TASK DETAILS
Reproduce the entries below character for character.

········

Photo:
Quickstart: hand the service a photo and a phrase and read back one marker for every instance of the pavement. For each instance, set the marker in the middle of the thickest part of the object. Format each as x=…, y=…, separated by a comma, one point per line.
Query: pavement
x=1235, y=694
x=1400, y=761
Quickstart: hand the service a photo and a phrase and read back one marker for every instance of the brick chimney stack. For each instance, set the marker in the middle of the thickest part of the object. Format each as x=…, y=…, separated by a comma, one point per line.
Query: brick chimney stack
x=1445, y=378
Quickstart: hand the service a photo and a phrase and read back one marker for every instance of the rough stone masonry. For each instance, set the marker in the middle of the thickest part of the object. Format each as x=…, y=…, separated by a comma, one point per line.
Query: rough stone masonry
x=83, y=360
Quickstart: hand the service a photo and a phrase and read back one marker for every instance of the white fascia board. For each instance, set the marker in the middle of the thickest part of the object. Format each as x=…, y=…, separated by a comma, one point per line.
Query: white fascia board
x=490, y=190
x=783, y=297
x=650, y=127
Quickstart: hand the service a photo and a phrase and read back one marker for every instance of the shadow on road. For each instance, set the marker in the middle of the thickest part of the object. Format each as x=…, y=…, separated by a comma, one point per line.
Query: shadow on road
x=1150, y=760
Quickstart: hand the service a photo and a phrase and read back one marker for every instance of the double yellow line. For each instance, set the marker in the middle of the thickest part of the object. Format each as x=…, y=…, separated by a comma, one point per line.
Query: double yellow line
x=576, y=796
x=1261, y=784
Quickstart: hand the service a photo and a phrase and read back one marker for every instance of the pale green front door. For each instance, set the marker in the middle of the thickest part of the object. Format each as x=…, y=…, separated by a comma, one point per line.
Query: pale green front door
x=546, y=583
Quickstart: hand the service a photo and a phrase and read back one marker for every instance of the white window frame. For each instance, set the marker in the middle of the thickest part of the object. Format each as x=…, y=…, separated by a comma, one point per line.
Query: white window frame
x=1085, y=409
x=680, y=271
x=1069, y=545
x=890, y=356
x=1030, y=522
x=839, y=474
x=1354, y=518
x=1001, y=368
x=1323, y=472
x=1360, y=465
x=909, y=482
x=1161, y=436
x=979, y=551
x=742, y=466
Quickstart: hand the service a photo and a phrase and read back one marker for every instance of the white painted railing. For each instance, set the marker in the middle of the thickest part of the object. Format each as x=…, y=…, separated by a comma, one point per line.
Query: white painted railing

········

RESULT OF THIS TASK
Photo:
Quickstart: hand the service a photo and a phrase and read back one marker for every instance of the pavement. For each instance, set the marker in the middle of the thickest part of the object. Format each as x=…, y=…, separated by a comma, one point per line.
Query: pavement
x=1235, y=694
x=1400, y=761
Quickstart: hand the service a photo and a phrase and read back one marker for every instance of the brick chimney stack. For each instance, set the marker in the middle of the thickest part of the object. Format each as x=…, y=…, separated by a comma, one point per line.
Query: brick chimney stack
x=1445, y=378
Quickstart: hand the service a photo and a phrase and read back one marker for every instance of the rough stone masonry. For each instance, set the marker in the middle of the thickest part of the object. Format each as x=…, y=…, separated by a comma, one point per line.
Query: rough stone masonry
x=83, y=360
Quickstart: hand the service a photo and a phrase and read back one marker for every instance of the white fascia board. For each instance, set the marker in the middle of the thickest part of the object. Format each as x=…, y=…, separated by a comma, one point per line.
Query: white fascia board
x=490, y=190
x=783, y=297
x=650, y=127
Quickstart: hand the service a photo and a phrase and read back one marker for every instance of the shadow on road. For each instance, set the marker in the middle of the thickest part of the object. Format each as x=…, y=…, separated by a comma, one point per line.
Query: shadow on road
x=1150, y=760
Quickstart: hand the service a photo and a phrase and read back one marker for every instance of the double yellow line. For each instance, set the marker in the middle of the thickest part of the object. Format each as x=…, y=…, separated by a comma, one point per line.
Query: double yellow line
x=576, y=796
x=1261, y=784
Quickstart: hand the service a photo and a phrase and read back one marker for every instance of the pale green front door. For each instance, set the marker in the middle of the thickest part of the object. Format each as x=…, y=…, separated by a comma, one point per line.
Query: pale green front door
x=546, y=583
Quickstart: hand the service a photo and a phrase and read back one marker for every instance of the white window frame. For each instance, set the marker in the middle of the thickest part of the object. Format each as x=…, y=…, separated by a comma, one point per line.
Query: white window frame
x=1085, y=409
x=680, y=271
x=1069, y=545
x=890, y=356
x=1030, y=522
x=839, y=474
x=1354, y=518
x=1001, y=368
x=1323, y=472
x=1360, y=465
x=909, y=482
x=1161, y=436
x=979, y=551
x=742, y=466
Quickstart: hand the service a photo and a phrase and read back one marker for every instance of the white painted railing. For each instance, set the marker in the middle of the thickest part of the object. Format each as x=…, y=…, separated by a comma, one point per line.
Query: white painted railing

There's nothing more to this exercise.